Records from a data source
* * *

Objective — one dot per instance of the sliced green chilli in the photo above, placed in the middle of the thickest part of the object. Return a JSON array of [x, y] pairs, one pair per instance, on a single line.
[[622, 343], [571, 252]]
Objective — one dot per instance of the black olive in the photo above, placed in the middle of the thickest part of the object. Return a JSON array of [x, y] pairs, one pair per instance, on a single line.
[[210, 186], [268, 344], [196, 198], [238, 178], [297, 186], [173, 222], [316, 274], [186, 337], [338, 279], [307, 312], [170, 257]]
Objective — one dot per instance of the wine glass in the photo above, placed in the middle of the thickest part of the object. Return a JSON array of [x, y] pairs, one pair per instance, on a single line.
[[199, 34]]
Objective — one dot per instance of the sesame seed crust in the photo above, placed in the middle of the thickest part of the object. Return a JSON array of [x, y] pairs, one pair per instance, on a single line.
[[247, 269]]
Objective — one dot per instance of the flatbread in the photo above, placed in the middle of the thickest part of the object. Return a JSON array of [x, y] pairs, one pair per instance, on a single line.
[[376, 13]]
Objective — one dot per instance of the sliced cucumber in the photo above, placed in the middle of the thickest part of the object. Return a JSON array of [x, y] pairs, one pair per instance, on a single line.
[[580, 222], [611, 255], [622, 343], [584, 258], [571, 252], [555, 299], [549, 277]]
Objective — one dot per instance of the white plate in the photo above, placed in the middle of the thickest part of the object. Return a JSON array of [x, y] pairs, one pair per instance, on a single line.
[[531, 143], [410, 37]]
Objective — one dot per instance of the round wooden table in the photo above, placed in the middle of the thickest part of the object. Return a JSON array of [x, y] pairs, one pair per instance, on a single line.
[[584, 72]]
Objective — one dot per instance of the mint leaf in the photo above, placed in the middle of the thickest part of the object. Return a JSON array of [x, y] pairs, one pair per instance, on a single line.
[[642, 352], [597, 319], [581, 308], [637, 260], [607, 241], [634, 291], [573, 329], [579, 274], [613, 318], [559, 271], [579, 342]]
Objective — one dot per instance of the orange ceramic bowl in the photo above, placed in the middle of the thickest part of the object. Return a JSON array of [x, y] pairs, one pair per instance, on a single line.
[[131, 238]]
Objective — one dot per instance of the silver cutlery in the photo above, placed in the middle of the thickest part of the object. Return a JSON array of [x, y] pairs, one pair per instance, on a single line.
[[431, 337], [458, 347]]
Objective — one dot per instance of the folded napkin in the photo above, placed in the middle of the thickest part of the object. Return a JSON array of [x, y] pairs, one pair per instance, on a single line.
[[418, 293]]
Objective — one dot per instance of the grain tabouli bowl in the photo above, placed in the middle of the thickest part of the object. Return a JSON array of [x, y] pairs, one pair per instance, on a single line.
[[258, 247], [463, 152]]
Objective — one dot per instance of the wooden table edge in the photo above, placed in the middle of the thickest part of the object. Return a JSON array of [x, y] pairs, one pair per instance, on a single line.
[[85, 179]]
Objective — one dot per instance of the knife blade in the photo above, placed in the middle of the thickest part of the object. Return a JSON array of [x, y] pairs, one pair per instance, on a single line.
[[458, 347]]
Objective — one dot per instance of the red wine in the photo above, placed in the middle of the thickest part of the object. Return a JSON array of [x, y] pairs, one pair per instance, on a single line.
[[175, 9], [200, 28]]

* * *

Write out all of the records word for word.

→ **Reply**
Objective — one dot per instance of the sliced green chilli in the photo above, placed in the middle of the thickest part of the object. Return a JSON array of [x, y] pairs, one pair per instance, on a single line.
[[622, 343], [571, 252]]
Objective — one dot per instance of the black olive in the photo above, placed in the middle of the thickest part of the object. Return a JSON array of [x, y] pairs, one pair per instance, on a single line.
[[210, 186], [268, 344], [196, 198], [238, 178], [297, 186], [173, 222], [316, 274], [186, 337], [338, 279], [307, 312], [170, 257]]
Objective — one dot per instance of the wine glass in the photo above, placed in the middle of the thickest part of the object. Return a JSON array of [x, y] pairs, one pair per instance, on a single line.
[[199, 34]]
Objective — one dot per instance of the sesame seed crust in the photo above, placed in the middle of the thickest part of the object. Return a JSON array of [x, y] pairs, one pair per instance, on a single line.
[[247, 269]]
Objective — one dot per instance of the flatbread in the photo above, placed in the middle of the thickest part of the object. Return a JSON array of [x, y] pairs, one pair per instance, on a single line.
[[376, 13]]
Objective — one dot per instance of the sliced cucumber in the photo above, placed in the middle of the thickest part of the object. Return a JSON array of [x, y] pairs, one pair per instance, on a single line.
[[580, 222], [611, 255], [622, 343], [584, 258], [571, 252], [555, 299], [549, 277]]
Objective — one dot per instance of the white plate in the photo above, placed in the middle of the thickest part of the object. Return a JSON array of [x, y] pairs, one pair per instance, on a single line.
[[531, 143], [410, 37]]
Objective — one dot per instance of the round wooden table in the photo above, placed in the middle of the thickest part of the object. Return a JSON array of [x, y] pairs, one pair per instance, on a single line.
[[584, 72]]
Objective — one dot per instance of the mint leaf in the photo above, placed in the middle of the thickest part of the object. Return a JSON array of [x, y] pairs, one pair per instance, on a single line.
[[642, 352], [597, 319], [581, 308], [637, 260], [607, 241], [634, 291], [573, 329], [579, 274], [613, 318], [559, 271], [579, 342]]
Objective — one dot per instance of the orange ceramic bowl in the photo above, placed in the middle of the thickest part of the object. Return a JSON array of [x, y] pairs, one pair per instance, on a single line.
[[131, 238]]
Objective — one dot per instance of the silver cutlery in the photo above, placed in the middle of the thickest part of the object. Return a JSON array of [x, y] pairs, one pair per instance, on a single line.
[[431, 337], [458, 347]]
Objective — one dot per instance of the folded napkin in the photo above, placed in the middle of the thickest part of the object. Return a JSON array of [x, y] pairs, one pair per instance, on a single line.
[[418, 293]]
Objective — one dot per instance of the grain tabouli bowl in the photo above, placed in the middle of the thickest part of the object. Return a JSON array of [x, y] pairs, one pair per instance, on a single line.
[[258, 247], [463, 152]]
Objective — one dot per instance of the wooden table edge in the photo above, placed in the middle of the thickest part of the object. Return a JSON array of [x, y] pairs, one pair per instance, on a single line.
[[85, 179]]
Objective — one dot per instance of the knife blade in the photo above, placed in the middle of the thickest part of the object. Return a JSON array of [x, y] pairs, one pair per instance, on a single line.
[[458, 347]]
Objective — one dot per instance of the red wine in the photo above, placed in the middle of the thickest part of the object. Return a JSON array of [x, y] pairs, one pair per instance, on a single line.
[[175, 9], [200, 28]]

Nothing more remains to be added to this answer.